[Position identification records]
* Start *

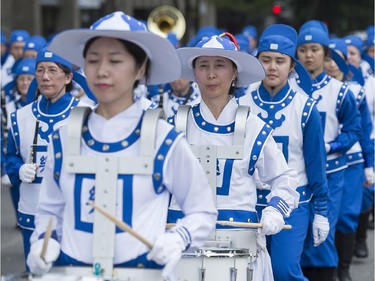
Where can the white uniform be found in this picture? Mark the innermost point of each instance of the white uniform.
(6, 71)
(236, 184)
(23, 124)
(142, 200)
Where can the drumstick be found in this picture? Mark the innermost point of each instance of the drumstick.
(47, 236)
(121, 225)
(239, 224)
(248, 224)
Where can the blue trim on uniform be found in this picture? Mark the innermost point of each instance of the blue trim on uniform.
(81, 201)
(304, 191)
(257, 147)
(224, 215)
(354, 158)
(16, 133)
(341, 96)
(237, 216)
(282, 99)
(185, 235)
(322, 81)
(336, 164)
(157, 176)
(25, 220)
(280, 204)
(306, 113)
(170, 120)
(52, 113)
(209, 127)
(140, 261)
(109, 147)
(53, 235)
(41, 161)
(57, 148)
(361, 96)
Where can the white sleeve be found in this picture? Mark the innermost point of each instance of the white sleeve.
(186, 180)
(51, 200)
(273, 170)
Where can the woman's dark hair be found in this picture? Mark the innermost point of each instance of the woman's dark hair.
(67, 71)
(327, 52)
(137, 52)
(233, 86)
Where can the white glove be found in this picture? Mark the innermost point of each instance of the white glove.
(5, 181)
(167, 250)
(272, 221)
(328, 147)
(261, 241)
(320, 229)
(35, 262)
(27, 172)
(369, 174)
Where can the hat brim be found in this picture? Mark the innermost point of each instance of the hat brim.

* End *

• [PROBLEM REQUIREMENTS]: Reproduce every one of the records above verbatim, leaving out the pictures.

• [OUTPUT OF THE EXERCISE]:
Where can the white uniform be found in this picture? Mark the innermost point of each instance of the white uniform.
(6, 71)
(236, 184)
(23, 124)
(142, 200)
Where can the drumstick be found in this picture? Mark the innermost point of each instance of the drumstick.
(47, 236)
(121, 225)
(239, 224)
(248, 224)
Where can the blue trim on uniform be found in this picture? Mark the innermost point of each instance of the blue trim on uniform.
(81, 201)
(304, 191)
(257, 147)
(224, 215)
(354, 158)
(16, 133)
(341, 96)
(237, 216)
(282, 99)
(185, 235)
(322, 81)
(336, 164)
(157, 176)
(25, 220)
(280, 204)
(306, 113)
(170, 120)
(52, 113)
(209, 127)
(140, 261)
(109, 147)
(53, 235)
(41, 161)
(57, 148)
(361, 96)
Where can the white sleeve be found in this picture? Mark the innermost point of each instance of the white sleeve.
(186, 180)
(51, 200)
(273, 170)
Where can the woman's dark hair be found in this picture? Mark the innermost point of each instance of the woman's dark hair.
(67, 71)
(327, 52)
(137, 52)
(233, 86)
Where can the white glove be found in this picture? Mark the innermost point of each instance of the white glove.
(5, 181)
(167, 250)
(272, 221)
(328, 147)
(261, 241)
(320, 229)
(35, 262)
(27, 172)
(369, 174)
Where can the hat brim be found in this picture? Mark the innermost point of each instance of the hat brim.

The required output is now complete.